Start of TASK MATERIAL

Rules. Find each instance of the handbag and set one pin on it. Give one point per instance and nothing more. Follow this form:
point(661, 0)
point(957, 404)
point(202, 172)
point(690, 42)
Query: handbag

End of TASK MATERIAL

- _WHAT THE TASK REQUIRES_
All of the data above needs to be retyped exactly, with each line as it stands.

- _YOUR RESPONSE_
Rules. Find each instance of the handbag and set one pin on it. Give one point per instance and nothing more. Follow this form:
point(661, 0)
point(957, 404)
point(202, 172)
point(690, 42)
Query: handbag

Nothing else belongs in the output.